_EXERCISE BRIEF:_
Every line of the listing that follows must be written out unchanged.

= = = = = = =

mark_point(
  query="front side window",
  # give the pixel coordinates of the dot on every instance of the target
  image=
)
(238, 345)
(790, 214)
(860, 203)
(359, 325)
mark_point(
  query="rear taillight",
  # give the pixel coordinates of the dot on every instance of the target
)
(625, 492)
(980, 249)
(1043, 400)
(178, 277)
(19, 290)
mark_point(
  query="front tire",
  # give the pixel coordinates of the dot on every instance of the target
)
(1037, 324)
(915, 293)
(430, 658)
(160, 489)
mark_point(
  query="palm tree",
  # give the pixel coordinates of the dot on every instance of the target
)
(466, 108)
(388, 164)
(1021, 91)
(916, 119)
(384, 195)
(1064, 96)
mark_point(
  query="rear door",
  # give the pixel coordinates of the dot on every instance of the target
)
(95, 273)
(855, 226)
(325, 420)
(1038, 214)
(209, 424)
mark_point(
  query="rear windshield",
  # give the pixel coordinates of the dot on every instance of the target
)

= = = = = = =

_WRITTEN REPLY:_
mark_point(
  query="front side window",
  # give the pixel coordinates of the dot on every instance of the target
  image=
)
(238, 345)
(790, 214)
(860, 203)
(359, 325)
mark_point(
  query="rear taillight",
  # give the pixel coordinates of the dot on every instance of the target
)
(625, 492)
(980, 249)
(1043, 400)
(178, 277)
(19, 290)
mark_point(
  query="front tire",
  # give the pixel coordinates of the dot on every instance of the target
)
(1037, 324)
(915, 293)
(430, 658)
(160, 489)
mark_point(
  query="palm tree",
  # give the pixel coordinates of the dot on every instance of the target
)
(466, 108)
(388, 164)
(1021, 91)
(916, 119)
(384, 195)
(1064, 96)
mark_point(
  query="rear door",
  # give the pixel coordinates of the dot on every instance of the target
)
(95, 273)
(855, 226)
(325, 420)
(1038, 214)
(209, 424)
mark_point(
  query="rear windshield",
  # give the pixel coordinates of the dot on every instance of the target
)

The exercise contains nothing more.